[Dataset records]
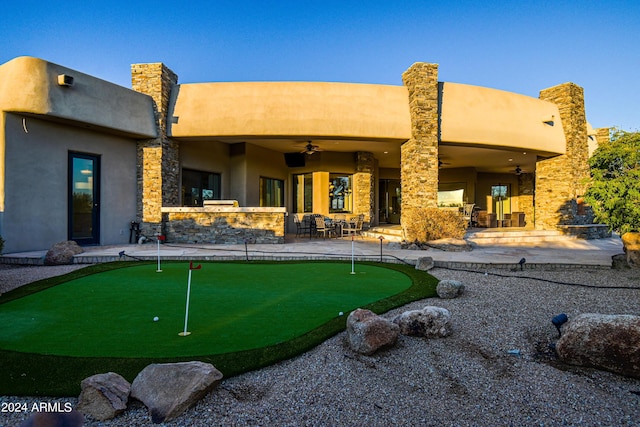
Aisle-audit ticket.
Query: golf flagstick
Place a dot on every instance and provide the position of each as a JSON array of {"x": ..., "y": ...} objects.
[
  {"x": 352, "y": 256},
  {"x": 160, "y": 238},
  {"x": 186, "y": 314}
]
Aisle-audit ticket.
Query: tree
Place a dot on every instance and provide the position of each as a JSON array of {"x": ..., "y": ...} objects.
[{"x": 614, "y": 191}]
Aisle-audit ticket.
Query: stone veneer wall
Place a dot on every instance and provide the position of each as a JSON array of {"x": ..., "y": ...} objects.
[
  {"x": 419, "y": 155},
  {"x": 364, "y": 185},
  {"x": 158, "y": 164},
  {"x": 561, "y": 180},
  {"x": 224, "y": 225}
]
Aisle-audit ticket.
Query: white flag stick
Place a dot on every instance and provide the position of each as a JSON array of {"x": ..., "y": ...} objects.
[
  {"x": 186, "y": 314},
  {"x": 352, "y": 257}
]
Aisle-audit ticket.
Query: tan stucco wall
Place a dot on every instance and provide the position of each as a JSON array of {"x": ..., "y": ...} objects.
[
  {"x": 35, "y": 211},
  {"x": 477, "y": 115},
  {"x": 374, "y": 112},
  {"x": 30, "y": 85},
  {"x": 207, "y": 156}
]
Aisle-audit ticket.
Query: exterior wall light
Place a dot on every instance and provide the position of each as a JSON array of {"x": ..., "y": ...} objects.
[
  {"x": 548, "y": 120},
  {"x": 65, "y": 80}
]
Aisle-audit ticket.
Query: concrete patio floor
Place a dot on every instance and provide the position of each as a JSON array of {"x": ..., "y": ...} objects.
[{"x": 564, "y": 253}]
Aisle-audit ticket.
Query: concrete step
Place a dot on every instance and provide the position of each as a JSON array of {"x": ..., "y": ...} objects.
[
  {"x": 511, "y": 236},
  {"x": 390, "y": 233}
]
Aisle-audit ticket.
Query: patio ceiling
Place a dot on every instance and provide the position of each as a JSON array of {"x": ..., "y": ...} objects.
[{"x": 486, "y": 160}]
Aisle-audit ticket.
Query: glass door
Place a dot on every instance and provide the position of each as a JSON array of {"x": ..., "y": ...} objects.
[
  {"x": 84, "y": 198},
  {"x": 501, "y": 195},
  {"x": 389, "y": 201}
]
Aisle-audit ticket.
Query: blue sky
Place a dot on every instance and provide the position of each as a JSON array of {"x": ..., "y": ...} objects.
[{"x": 519, "y": 46}]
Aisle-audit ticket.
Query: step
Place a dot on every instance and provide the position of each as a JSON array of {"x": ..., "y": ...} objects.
[
  {"x": 493, "y": 237},
  {"x": 390, "y": 234}
]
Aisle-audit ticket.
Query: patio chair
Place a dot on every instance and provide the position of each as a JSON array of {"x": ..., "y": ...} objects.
[
  {"x": 302, "y": 224},
  {"x": 321, "y": 227},
  {"x": 353, "y": 227},
  {"x": 467, "y": 212}
]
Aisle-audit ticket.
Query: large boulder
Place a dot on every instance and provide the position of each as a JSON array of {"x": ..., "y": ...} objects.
[
  {"x": 430, "y": 322},
  {"x": 609, "y": 342},
  {"x": 369, "y": 332},
  {"x": 62, "y": 253},
  {"x": 448, "y": 289},
  {"x": 425, "y": 263},
  {"x": 169, "y": 389},
  {"x": 103, "y": 396},
  {"x": 631, "y": 243}
]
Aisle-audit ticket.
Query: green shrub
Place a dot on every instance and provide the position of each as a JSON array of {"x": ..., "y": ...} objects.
[{"x": 425, "y": 224}]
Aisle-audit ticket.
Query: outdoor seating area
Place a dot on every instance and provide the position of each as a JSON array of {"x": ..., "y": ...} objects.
[{"x": 317, "y": 225}]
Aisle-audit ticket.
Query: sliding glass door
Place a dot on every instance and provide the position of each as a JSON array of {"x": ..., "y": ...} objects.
[{"x": 84, "y": 198}]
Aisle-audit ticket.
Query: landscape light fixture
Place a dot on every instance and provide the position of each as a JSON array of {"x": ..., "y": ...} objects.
[{"x": 558, "y": 321}]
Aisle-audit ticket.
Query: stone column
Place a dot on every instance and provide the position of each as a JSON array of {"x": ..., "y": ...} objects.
[
  {"x": 603, "y": 135},
  {"x": 526, "y": 185},
  {"x": 158, "y": 159},
  {"x": 419, "y": 155},
  {"x": 364, "y": 185},
  {"x": 561, "y": 180}
]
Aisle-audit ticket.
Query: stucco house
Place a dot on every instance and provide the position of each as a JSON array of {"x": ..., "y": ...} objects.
[{"x": 82, "y": 158}]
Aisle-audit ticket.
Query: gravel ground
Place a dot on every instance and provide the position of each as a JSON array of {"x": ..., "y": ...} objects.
[{"x": 471, "y": 378}]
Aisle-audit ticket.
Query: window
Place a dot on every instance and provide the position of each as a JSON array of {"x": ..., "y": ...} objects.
[
  {"x": 303, "y": 193},
  {"x": 198, "y": 186},
  {"x": 340, "y": 194},
  {"x": 271, "y": 192},
  {"x": 452, "y": 194}
]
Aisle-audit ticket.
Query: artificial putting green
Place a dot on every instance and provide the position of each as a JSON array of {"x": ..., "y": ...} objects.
[
  {"x": 90, "y": 315},
  {"x": 232, "y": 307}
]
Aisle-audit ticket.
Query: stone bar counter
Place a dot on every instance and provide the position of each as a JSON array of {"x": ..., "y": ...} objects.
[{"x": 224, "y": 223}]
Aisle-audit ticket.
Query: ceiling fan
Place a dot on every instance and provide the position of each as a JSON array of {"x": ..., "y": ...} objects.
[{"x": 310, "y": 148}]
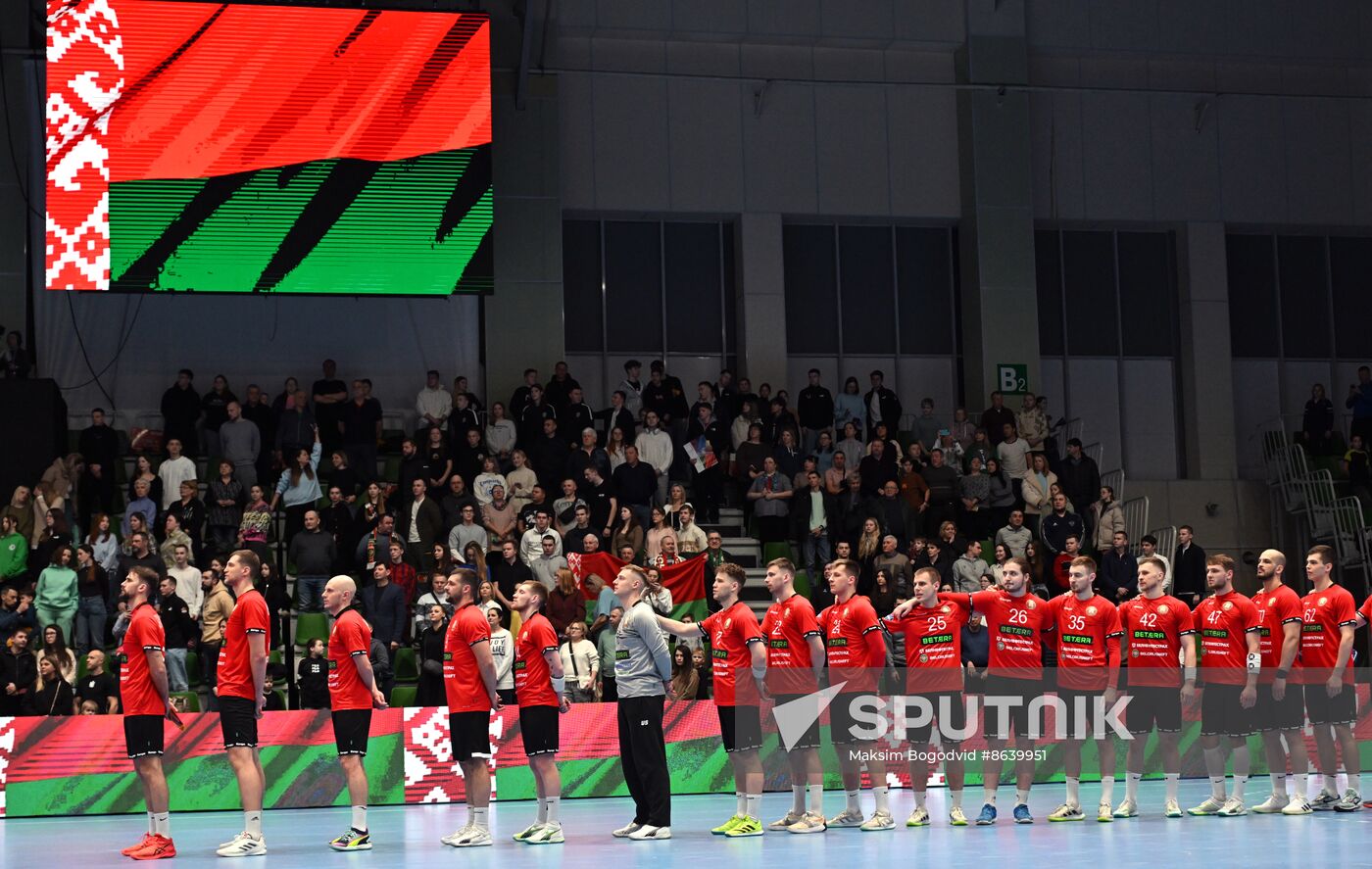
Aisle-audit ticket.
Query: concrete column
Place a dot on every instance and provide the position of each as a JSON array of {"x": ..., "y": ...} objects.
[
  {"x": 1206, "y": 371},
  {"x": 761, "y": 299},
  {"x": 999, "y": 301}
]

#### What the task asks
Return the data above unchanged. Pictures are not part of the copy.

#### The answer
Aisle-audit ticket.
Query: golf flagstick
Place a dot on every instance and provide the position of each as a JSON array of {"x": ..., "y": ...} objects.
[
  {"x": 352, "y": 256},
  {"x": 160, "y": 238},
  {"x": 186, "y": 314}
]
Aisle-audit ticket.
Query: tree
Place a dot on every instance and provide the position of each as a JSON array of {"x": ..., "y": ...} objects.
[{"x": 614, "y": 191}]
Aisle-audit ticket.
Query: stone veneer wall
Place a dot on every instance and provide the position of each as a JSON array of {"x": ..., "y": ...} objects.
[
  {"x": 419, "y": 155},
  {"x": 364, "y": 185},
  {"x": 158, "y": 164},
  {"x": 561, "y": 180},
  {"x": 224, "y": 225}
]
Aisle-audit ticket.
Query: white flag stick
Place a dot on every instance and provide the position of each as a JSON array of {"x": ..., "y": ...} objects.
[
  {"x": 186, "y": 314},
  {"x": 352, "y": 257}
]
Aisle-audit ticket.
Query: tan stucco wall
Place a dot on every instance and provide the position of each as a JSON array of {"x": ..., "y": ...} objects.
[
  {"x": 35, "y": 211},
  {"x": 477, "y": 115},
  {"x": 374, "y": 112},
  {"x": 30, "y": 85},
  {"x": 207, "y": 156}
]
Aisle-audit ticket.
Query: exterior wall light
Place a dot on every instance and provide the position of each as a JSON array of {"x": ..., "y": ...} objects.
[
  {"x": 548, "y": 120},
  {"x": 65, "y": 80}
]
Aisle-audit ticket.
Query: concrete patio floor
Place a dot on every instance and provide the position of each as a JSON array of {"x": ..., "y": ...} objects.
[{"x": 564, "y": 253}]
Aisle-audit ticket.
Query: concrete step
Place a dot on every instance and provide the position of each as a JSON array of {"x": ..., "y": ...} objects.
[
  {"x": 511, "y": 236},
  {"x": 390, "y": 233}
]
Aisle-audit ticket.
Query: patio ceiling
Place a dot on every instance and provide the position of each as a JSON array of {"x": ..., "y": ...} objects.
[{"x": 486, "y": 160}]
Aisle-audit ticket.
Query: glass door
Place a dot on every instance and provide the position of each as a JSON array of {"x": ..., "y": ...} objects.
[
  {"x": 84, "y": 198},
  {"x": 501, "y": 195},
  {"x": 389, "y": 201}
]
Aisle-audit ticket.
Query: blue sky
Place a dot on every instance and provide the position of each as a JSON array of {"x": ..., "y": ...} objects.
[{"x": 519, "y": 46}]
Aisle-audit ticket.
Query: step
Place a dot on every instance and provide the position of each as a JSON array of {"x": ..., "y": ...} objects.
[
  {"x": 493, "y": 237},
  {"x": 390, "y": 234}
]
Aisle-audit ticket.
Query: patio chair
Place a dot on every instance and provide the position of each as a JSON array of {"x": ..., "y": ...} objects.
[
  {"x": 302, "y": 224},
  {"x": 321, "y": 227},
  {"x": 353, "y": 227},
  {"x": 467, "y": 212}
]
Aisle-audit ticket.
Query: large boulder
Place a dot on every instance and provide the position of each as a JSON array of {"x": ..., "y": ...} objects.
[
  {"x": 430, "y": 322},
  {"x": 609, "y": 342},
  {"x": 369, "y": 332},
  {"x": 62, "y": 253},
  {"x": 448, "y": 289},
  {"x": 425, "y": 263},
  {"x": 169, "y": 389},
  {"x": 103, "y": 396},
  {"x": 631, "y": 243}
]
Aisle-audit ticket.
Query: green shrub
Place a dot on every instance and provide the position of each as a JSON array of {"x": ..., "y": ...} objects.
[{"x": 425, "y": 224}]
Aisle-audit ticket.
Query: outdoor seating area
Place a dot on every instance and provide the position of each as a JSON array of {"x": ..., "y": ...} objects.
[{"x": 317, "y": 225}]
Aisle-audit ticket.
Query: sliding glass door
Place a dot on every instance and provide the position of each as a JSON array of {"x": ..., "y": ...} objects.
[{"x": 84, "y": 198}]
Aisle-audit ticket.
Query: landscape light fixture
Place a dot on every instance and provide the position of each as a JSON array of {"x": ..., "y": ...} objects.
[{"x": 558, "y": 321}]
Aisle-audit ticket.
Query: stone column
Place a dot on every instance and provide the position of each as a JSON array of {"x": ..., "y": ...} objects.
[
  {"x": 603, "y": 135},
  {"x": 526, "y": 185},
  {"x": 158, "y": 159},
  {"x": 419, "y": 155},
  {"x": 364, "y": 185},
  {"x": 561, "y": 180}
]
Aisle-audit ticket.
Query: stucco house
Place a dot on every instance and provide the position of each as a JSON array of {"x": ..., "y": ...} objects.
[{"x": 82, "y": 158}]
Aisle-audit ticket.
Query: gravel ground
Place a dot on every instance and provide the position of each as a JSON array of {"x": ..., "y": ...} objects.
[{"x": 471, "y": 378}]
Aisle-audit ticket.
Query: window
Place a dot on every instance and provide the position of each as a JSON array of {"x": ..., "y": ...} objects.
[
  {"x": 303, "y": 193},
  {"x": 198, "y": 186},
  {"x": 340, "y": 194},
  {"x": 271, "y": 192},
  {"x": 452, "y": 194}
]
Aisle-audit ticket.
Query: artificial putting green
Place a dot on every instance and provide the position of each as a JSON array of {"x": ..., "y": ...} objects.
[
  {"x": 90, "y": 315},
  {"x": 232, "y": 307}
]
Aisle-audit ticket.
Query: stone bar counter
Place a dot on every instance and provide the position of each as a JSON array of {"x": ..., "y": ...} objects.
[{"x": 224, "y": 223}]
Aisle-audit ticket.
Query: ceiling fan
Place a dot on every instance and provide the position of each as a JSON array of {"x": ..., "y": ...} objects.
[{"x": 310, "y": 148}]
Aisle-audit ticket.
Query: concrete column
Place a dot on every instance and provide the position of each as a JSON array of {"x": ..., "y": ...} objects.
[
  {"x": 1206, "y": 371},
  {"x": 761, "y": 299},
  {"x": 999, "y": 301}
]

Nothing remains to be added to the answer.